# Serie de ejercicios
(1) Conteste brevemente estas preguntas con la información del texto sobre el Adviento:
(a) ¿A qué no escapa la realidad que desvelan los escándalos de corrupción?
(b) ¿Qué despiertan y sostienen la encarnación y la resurrección del Hijo de Dios?
(c) Según la cita de Jr 33,15, ¿a quién se le suscitará un vástago legítimo?
(2) Indique si cada afirmación concuerda con el texto sobre el Adviento. Responda sí o no y cite las palabras del texto que lo deciden.
(a) Todos los que se dedican a la política están involucrados en la corrupción.
(b) La nostalgia de tiempos pasados ayuda a enfrentar la nueva situación.
(c) La esperanza no depende de que las cosas parezcan ir bien.

# Texto de lectura
==========
Uno tras otro, los escándalos de corrupción han golpeado a nuestra puerta, desvelando una realidad que no escapa a ningún color político y minan la confianza puesta en quienes se dedican al servicio de lo público en nuestra sociedad chilena. A pesar de que somos conscientes de que no todos están involucrados y de que existen hombres y mujeres que entregan lo mejor de sí en la política nacional, los hechos tienden a desilusionarnos de las personas y del sistema, experimentándonos impotentes y exacerbando el individualismo, en donde cada uno se salva solo.
La encarnación y la resurrección del Hijo de Dios despiertan y sostienen nuestra esperanza en lo definitivo de la historia personal y comunitaria.
Para los cristianos, además, se suma el fenómeno de la creciente disminución de quienes declaran pertenecer a una denominación religiosa y, en cambio, prefieren mantenerse en los márgenes de las iglesias y de las prácticas institucionalizadas. De hecho, para los católicos, con una fuerza particular nos ha tocado ir asumiendo que la llamada cristiandad quedó hace bastante rato atrás, que la nostalgia de tiempos pasados que no volverán de nada sirve y que la nueva situación, propiamente de misión y primer anuncio del Evangelio, nos desafía a ser Iglesia de un modo nuevo. En medio de la desilusión y la nostalgia escuchamos en la liturgia de estos días de Adviento textos bíblicos que entretejen las imágenes de una comunidad preñada de esperanza y alegría. Los textos nos señalan el cumplimiento de las promesas: “suscitaré a David un vástago legítimo que hará justicia y derecho en la tierra” (Jr 33,15); “Jerusalén, despójate de tu vestido de luto y aflicción y vístete las galas perpetuas de la gloria que Dios te da” (Bar 5,1). A la vez, nos ponen a la expectativa de un advenimiento que se acoge con la cabeza en alto: “Entonces verán al Hijo del hombre venir en una nube, con gran poder y gloria. Cuando empiece a suceder esto, cobren ánimo y alcen la cabeza; se acerca su liberación” (Lc 21,28). En efecto, no es en primer lugar la espera de algo, sino de Alguien que renueva la realidad. Esta esperanza no se funda en que las cosas vayan sucediendo aparentemente bien o a nuestro favor, sino en que lo definitivo está en manos de Aquel que siendo el Hijo de Dios ha tomado nuestra carne, en que muriendo por nosotros ha resucitado de entre los muertos y en que nos ha prometido que volverá al final de los tiempos con su justicia y misericordia.
==========
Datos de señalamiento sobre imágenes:
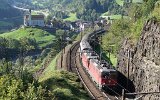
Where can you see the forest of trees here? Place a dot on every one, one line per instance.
(129, 29)
(84, 9)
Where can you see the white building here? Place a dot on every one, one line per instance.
(34, 20)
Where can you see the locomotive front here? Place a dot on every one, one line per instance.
(108, 77)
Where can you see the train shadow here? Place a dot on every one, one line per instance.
(123, 83)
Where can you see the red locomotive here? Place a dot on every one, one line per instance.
(100, 71)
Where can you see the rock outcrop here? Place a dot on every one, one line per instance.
(143, 60)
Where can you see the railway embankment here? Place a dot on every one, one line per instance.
(143, 60)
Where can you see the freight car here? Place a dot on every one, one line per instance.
(101, 72)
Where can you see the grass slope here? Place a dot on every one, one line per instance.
(120, 2)
(72, 17)
(42, 37)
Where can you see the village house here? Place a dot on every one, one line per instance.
(34, 20)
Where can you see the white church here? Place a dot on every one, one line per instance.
(34, 20)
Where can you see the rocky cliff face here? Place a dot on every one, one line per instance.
(143, 60)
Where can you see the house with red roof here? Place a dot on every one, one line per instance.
(34, 20)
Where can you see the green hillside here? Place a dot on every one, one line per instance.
(42, 37)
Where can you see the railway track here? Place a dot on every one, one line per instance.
(74, 65)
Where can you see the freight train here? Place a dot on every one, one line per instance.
(101, 72)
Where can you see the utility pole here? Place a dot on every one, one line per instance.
(123, 94)
(61, 51)
(100, 42)
(128, 67)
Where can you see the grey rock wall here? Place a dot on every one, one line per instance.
(143, 60)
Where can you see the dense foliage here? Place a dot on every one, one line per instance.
(84, 9)
(129, 29)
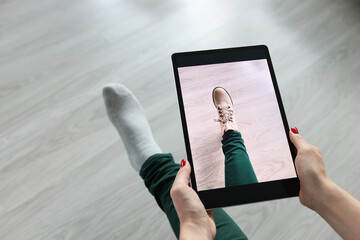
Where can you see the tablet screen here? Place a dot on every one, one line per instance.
(234, 124)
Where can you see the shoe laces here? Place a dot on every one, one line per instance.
(225, 114)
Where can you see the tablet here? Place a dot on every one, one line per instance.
(234, 125)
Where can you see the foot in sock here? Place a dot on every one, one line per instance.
(128, 117)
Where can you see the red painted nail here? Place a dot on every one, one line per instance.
(183, 162)
(294, 130)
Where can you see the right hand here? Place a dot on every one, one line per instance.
(311, 172)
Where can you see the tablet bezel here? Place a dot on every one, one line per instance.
(229, 196)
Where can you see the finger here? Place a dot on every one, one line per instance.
(182, 177)
(298, 141)
(210, 212)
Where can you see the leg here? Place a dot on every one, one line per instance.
(159, 172)
(157, 169)
(238, 168)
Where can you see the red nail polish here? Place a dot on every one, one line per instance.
(294, 130)
(183, 162)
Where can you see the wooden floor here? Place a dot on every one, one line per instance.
(256, 112)
(64, 173)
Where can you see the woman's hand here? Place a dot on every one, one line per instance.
(195, 221)
(311, 171)
(319, 193)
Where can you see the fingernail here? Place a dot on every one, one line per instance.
(183, 162)
(294, 130)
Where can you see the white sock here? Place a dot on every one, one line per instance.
(128, 117)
==========
# Respuestas del ejercicio
(1)
(a) No escapa a ningún color político.
(b) Despiertan y sostienen nuestra esperanza en lo definitivo de la historia personal y comunitaria.
(c) A David.

(2)
(a) No: «A pesar de que somos conscientes de que no todos están involucrados».
(b) No: «la nostalgia de tiempos pasados que no volverán de nada sirve».
(c) Sí: «Esta esperanza no se funda en que las cosas vayan sucediendo aparentemente bien o a nuestro favor».